▸ Provided text:
------------------------------------------------


      As far as bodywork goes, I need to revisit some of the weld repairs to clean them up and fix some noticeable pinholes (yay!) Then it's a layer of Metal-to-metal on the weld joints. The roof and the rest of the interior need to be stripped and readied for primer. I'm hoping to be at the end of serious metal replacement on the body shell.

      I have the rear deck lid to try and do some serious rust repair. If I can't get it done the way I want it, I'll get a Dynacorn lid or look for an original in good condition. The fenders have a couple of patches. The hood is from a 67 and needs the "FORD" holes in the front filled. Doors are good.

      It may be very possible that by the end of the year, I'll be going in the other direction and be done with repairs on the body as a whole.

      As in all things, time will tell.

    2. That seems pretty close to being done with bodywork to me. I still have a list as long as my leg, and I swear it just keeps getting bigger. :)

  4. Absolutely FANTASTIC work there Dennis! That 'ol girl is looking mighty fine indeed! If you haven't sprayed the PPG products, you are in for a treat. They are top shelf and very user friendly. I pretty much shoot the PPG Deltron line of products exclusively and can't say enough about the quality AND (often more importantly) the customer service when you need it.

    1. Well Sven, I don't know if I'd call it "fantastic". It's done about the best way I could muster. Hopefully it will look OK with paint on it.

      I'm still searching for a distributor of PPG paint in Indy. The two I checked out were a bust. One doesn't carry it any more and the other place had no one at the counter. After 10 minutes I said, "forget it" and left. I've used Dupont Chromabase system before and it worked well, but they don't have an epoxy primer to seal the body. I may buy it on line. BTW, what's the coverage on DP? Will a gallon be enough? Thanks.

  5. Not bad Dennis! What a before and after shot!!!

------------------------------------------------

▸ Recorded data:
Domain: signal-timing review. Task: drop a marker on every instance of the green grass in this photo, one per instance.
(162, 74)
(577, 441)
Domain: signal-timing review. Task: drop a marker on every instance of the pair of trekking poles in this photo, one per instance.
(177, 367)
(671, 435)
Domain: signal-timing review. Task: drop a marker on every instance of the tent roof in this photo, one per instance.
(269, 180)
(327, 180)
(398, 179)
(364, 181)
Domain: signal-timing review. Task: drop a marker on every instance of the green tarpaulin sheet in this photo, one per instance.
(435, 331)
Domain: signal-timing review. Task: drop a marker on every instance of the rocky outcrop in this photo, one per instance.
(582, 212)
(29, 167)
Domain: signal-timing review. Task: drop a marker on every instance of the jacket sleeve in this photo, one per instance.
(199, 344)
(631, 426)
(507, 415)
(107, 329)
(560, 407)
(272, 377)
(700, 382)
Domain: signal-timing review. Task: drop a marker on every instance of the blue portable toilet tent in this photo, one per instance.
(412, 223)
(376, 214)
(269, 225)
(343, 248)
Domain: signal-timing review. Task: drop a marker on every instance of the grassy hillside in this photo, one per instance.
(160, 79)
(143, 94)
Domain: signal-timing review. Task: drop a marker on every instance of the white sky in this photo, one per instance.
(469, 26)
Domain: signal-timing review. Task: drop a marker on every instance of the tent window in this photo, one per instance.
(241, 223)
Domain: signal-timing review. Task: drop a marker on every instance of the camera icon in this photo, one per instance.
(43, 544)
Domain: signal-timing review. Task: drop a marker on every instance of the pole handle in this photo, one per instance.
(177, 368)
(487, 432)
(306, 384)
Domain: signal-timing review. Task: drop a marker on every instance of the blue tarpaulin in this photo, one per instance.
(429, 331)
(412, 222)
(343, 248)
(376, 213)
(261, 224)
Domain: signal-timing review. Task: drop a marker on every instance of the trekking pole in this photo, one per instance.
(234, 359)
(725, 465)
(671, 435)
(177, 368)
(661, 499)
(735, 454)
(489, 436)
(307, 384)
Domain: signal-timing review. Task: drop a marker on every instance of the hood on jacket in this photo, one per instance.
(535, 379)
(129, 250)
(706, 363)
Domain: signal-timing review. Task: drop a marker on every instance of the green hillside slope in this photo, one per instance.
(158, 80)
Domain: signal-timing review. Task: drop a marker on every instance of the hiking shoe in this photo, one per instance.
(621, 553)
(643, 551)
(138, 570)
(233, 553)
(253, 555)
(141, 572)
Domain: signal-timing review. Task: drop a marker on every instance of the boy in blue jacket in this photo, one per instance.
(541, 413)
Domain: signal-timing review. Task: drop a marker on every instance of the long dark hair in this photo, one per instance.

------------------------------------------------

Reproduce the passage of the bodywork discussion word for word, starting at "It may be very" and ending at "paint on it.".

It may be very possible that by the end of the year, I'll be going in the other direction and be done with repairs on the body as a whole.

      As in all things, time will tell.

    2. That seems pretty close to being done with bodywork to me. I still have a list as long as my leg, and I swear it just keeps getting bigger. :)

  4. Absolutely FANTASTIC work there Dennis! That 'ol girl is looking mighty fine indeed! If you haven't sprayed the PPG products, you are in for a treat. They are top shelf and very user friendly. I pretty much shoot the PPG Deltron line of products exclusively and can't say enough about the quality AND (often more importantly) the customer service when you need it.

    1. Well Sven, I don't know if I'd call it "fantastic". It's done about the best way I could muster. Hopefully it will look OK with paint on it.